- DIRECTION
The lines to extract begin at the one containing "One point rides on each instance of the sheer" and run to the end of the listing; set them down exactly and alone.

::::

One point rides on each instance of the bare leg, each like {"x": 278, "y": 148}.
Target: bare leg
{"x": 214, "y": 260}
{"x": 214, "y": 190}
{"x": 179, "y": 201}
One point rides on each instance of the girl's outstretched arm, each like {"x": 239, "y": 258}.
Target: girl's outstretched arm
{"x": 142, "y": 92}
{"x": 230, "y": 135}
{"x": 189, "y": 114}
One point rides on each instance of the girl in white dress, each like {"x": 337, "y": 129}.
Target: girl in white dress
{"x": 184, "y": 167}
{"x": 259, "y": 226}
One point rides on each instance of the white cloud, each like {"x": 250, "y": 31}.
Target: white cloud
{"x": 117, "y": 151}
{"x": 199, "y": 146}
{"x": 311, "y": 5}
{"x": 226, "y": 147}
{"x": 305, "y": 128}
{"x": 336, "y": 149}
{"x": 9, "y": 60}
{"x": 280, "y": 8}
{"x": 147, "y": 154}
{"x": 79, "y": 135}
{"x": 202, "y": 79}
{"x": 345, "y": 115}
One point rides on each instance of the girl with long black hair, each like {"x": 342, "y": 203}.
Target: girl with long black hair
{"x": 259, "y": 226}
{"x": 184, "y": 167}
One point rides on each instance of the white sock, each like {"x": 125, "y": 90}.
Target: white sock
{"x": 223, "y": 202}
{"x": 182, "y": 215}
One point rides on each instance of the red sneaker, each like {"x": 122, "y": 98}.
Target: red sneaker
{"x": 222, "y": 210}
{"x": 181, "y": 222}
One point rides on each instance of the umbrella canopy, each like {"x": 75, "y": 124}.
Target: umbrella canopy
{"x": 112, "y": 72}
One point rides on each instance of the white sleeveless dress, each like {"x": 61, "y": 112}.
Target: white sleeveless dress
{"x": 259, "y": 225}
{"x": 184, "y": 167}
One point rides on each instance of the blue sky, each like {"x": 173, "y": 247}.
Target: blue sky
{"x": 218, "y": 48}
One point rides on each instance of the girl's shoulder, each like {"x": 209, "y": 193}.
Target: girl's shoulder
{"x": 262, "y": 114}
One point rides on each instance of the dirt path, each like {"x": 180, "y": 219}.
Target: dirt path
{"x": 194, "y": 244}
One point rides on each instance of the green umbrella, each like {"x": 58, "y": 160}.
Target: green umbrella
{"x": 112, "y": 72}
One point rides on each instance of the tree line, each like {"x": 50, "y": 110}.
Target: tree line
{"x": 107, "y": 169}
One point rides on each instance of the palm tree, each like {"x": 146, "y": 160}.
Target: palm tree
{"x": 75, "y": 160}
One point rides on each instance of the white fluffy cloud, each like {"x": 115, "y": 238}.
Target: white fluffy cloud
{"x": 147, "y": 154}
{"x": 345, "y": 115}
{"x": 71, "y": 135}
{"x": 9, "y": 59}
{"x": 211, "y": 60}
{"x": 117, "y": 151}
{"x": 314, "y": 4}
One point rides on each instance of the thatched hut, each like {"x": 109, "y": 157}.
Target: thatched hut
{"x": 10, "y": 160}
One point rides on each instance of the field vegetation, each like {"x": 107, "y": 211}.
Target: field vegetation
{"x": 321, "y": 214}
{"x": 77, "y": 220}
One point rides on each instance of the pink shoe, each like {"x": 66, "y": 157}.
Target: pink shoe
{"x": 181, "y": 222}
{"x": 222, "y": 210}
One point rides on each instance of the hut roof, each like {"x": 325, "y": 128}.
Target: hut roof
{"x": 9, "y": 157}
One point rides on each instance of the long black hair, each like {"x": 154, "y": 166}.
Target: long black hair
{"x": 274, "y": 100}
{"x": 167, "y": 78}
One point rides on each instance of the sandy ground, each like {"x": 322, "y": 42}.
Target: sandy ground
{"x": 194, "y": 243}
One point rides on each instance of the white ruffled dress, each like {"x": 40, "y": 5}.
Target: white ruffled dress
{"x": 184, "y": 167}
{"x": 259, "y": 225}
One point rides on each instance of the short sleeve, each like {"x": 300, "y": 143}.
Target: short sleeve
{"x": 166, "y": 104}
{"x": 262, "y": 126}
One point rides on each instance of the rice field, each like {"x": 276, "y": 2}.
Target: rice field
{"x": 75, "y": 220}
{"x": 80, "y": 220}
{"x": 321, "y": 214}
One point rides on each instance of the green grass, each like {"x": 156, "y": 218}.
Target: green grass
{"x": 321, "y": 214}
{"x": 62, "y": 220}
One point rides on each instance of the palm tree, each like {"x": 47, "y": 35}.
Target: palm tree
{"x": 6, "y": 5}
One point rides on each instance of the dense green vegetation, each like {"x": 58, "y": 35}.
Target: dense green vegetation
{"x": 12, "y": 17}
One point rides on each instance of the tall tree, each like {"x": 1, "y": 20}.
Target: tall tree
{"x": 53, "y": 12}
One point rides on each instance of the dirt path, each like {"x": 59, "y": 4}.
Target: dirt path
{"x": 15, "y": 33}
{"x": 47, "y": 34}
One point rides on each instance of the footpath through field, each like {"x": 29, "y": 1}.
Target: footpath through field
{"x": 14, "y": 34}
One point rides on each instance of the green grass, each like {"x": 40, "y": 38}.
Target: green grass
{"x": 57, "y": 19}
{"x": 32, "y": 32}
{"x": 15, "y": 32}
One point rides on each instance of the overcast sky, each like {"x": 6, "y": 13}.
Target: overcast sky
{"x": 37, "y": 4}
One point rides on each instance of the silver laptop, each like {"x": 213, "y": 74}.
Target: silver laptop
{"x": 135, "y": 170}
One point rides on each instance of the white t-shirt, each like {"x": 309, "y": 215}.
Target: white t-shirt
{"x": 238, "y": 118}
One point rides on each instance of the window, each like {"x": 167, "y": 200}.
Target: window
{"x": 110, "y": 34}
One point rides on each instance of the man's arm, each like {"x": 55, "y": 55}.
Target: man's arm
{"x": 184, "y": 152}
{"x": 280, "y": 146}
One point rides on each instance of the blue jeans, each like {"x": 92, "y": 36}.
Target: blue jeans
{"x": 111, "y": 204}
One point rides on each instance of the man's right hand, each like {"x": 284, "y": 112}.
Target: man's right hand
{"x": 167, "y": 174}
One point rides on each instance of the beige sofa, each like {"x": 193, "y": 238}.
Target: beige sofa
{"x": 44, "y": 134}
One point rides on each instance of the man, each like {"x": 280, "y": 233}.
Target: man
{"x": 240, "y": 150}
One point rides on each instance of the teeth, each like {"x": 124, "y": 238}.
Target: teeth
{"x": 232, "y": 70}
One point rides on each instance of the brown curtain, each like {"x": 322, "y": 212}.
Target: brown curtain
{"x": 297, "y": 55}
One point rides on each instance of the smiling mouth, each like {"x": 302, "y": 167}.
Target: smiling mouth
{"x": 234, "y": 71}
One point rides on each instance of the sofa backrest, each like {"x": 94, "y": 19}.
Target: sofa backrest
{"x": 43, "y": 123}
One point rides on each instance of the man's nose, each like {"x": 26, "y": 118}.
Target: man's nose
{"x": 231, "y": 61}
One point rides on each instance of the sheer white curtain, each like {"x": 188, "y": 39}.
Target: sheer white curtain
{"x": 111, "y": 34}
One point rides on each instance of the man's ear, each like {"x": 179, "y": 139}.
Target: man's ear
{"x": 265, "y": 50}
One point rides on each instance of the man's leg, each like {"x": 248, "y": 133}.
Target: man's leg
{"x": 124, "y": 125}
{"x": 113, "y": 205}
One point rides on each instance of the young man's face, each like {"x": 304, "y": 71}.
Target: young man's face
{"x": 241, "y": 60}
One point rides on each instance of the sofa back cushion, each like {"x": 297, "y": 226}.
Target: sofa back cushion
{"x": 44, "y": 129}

::::

- FULL ANSWER
One point rides on each instance of the sheer white curtain, each like {"x": 188, "y": 39}.
Target: sheer white curtain
{"x": 111, "y": 34}
One point rides on each instance of the man's ear, each like {"x": 179, "y": 139}.
Target: man's ear
{"x": 265, "y": 50}
One point rides on each instance of the man's leg, each like {"x": 248, "y": 133}.
Target: man's leg
{"x": 124, "y": 125}
{"x": 113, "y": 205}
One point rides on each instance of the young man's face, each like {"x": 304, "y": 71}.
Target: young man's face
{"x": 241, "y": 60}
One point rides on each instance of the sofa back cushion, each like {"x": 297, "y": 226}.
Target: sofa back cushion
{"x": 44, "y": 129}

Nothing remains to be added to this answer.